What the task asks: Pick out each line of the listing below that contains the string "rope", treating uppercase and lowercase as different.

= = = = =

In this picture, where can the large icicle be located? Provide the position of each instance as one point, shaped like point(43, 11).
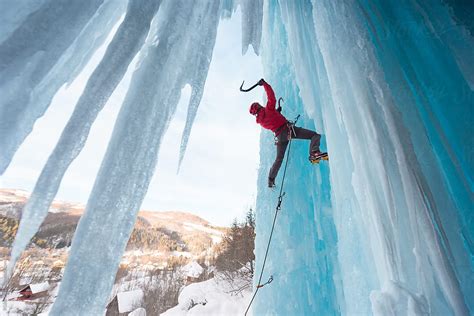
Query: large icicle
point(126, 43)
point(34, 65)
point(128, 166)
point(393, 87)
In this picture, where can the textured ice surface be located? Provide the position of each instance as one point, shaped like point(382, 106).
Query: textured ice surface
point(34, 65)
point(166, 66)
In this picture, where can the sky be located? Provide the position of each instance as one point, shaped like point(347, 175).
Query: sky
point(217, 179)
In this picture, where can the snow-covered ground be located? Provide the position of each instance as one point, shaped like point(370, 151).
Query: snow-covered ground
point(211, 297)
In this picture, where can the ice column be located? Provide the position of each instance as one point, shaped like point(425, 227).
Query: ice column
point(35, 64)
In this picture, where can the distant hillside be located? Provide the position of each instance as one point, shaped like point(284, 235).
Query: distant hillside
point(161, 231)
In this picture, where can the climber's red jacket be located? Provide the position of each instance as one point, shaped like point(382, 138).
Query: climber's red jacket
point(268, 116)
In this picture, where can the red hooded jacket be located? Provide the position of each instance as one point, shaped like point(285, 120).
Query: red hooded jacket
point(268, 116)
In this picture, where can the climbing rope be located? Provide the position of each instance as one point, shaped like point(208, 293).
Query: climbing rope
point(278, 208)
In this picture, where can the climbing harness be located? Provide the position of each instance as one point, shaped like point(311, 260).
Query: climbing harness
point(278, 208)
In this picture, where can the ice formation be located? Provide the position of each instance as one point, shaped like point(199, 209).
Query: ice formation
point(385, 227)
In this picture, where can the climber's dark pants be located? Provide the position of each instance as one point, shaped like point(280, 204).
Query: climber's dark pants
point(282, 143)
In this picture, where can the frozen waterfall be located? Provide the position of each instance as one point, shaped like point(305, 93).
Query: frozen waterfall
point(385, 227)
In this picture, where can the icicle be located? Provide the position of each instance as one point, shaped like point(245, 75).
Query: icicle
point(252, 14)
point(128, 166)
point(126, 43)
point(13, 13)
point(34, 65)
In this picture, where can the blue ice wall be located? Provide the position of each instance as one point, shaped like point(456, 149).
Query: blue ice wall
point(386, 227)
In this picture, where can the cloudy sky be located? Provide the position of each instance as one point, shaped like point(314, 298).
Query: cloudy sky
point(217, 179)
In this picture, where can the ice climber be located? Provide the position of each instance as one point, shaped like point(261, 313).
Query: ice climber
point(271, 118)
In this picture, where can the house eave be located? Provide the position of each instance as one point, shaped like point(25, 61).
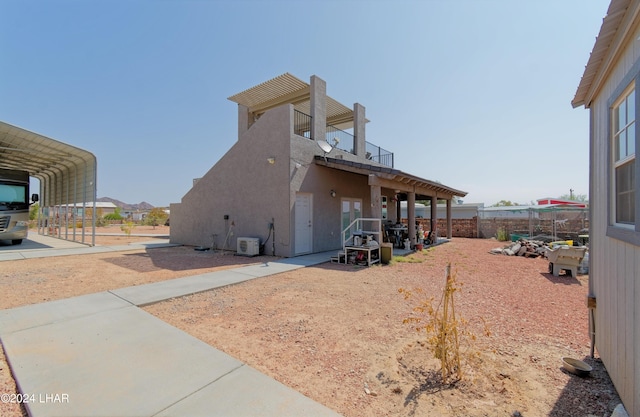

= = = = =

Solution:
In this picture, where can the climbing rope be located? Provide the position of each instance as one point, shaped like point(208, 293).
Query: climbing rope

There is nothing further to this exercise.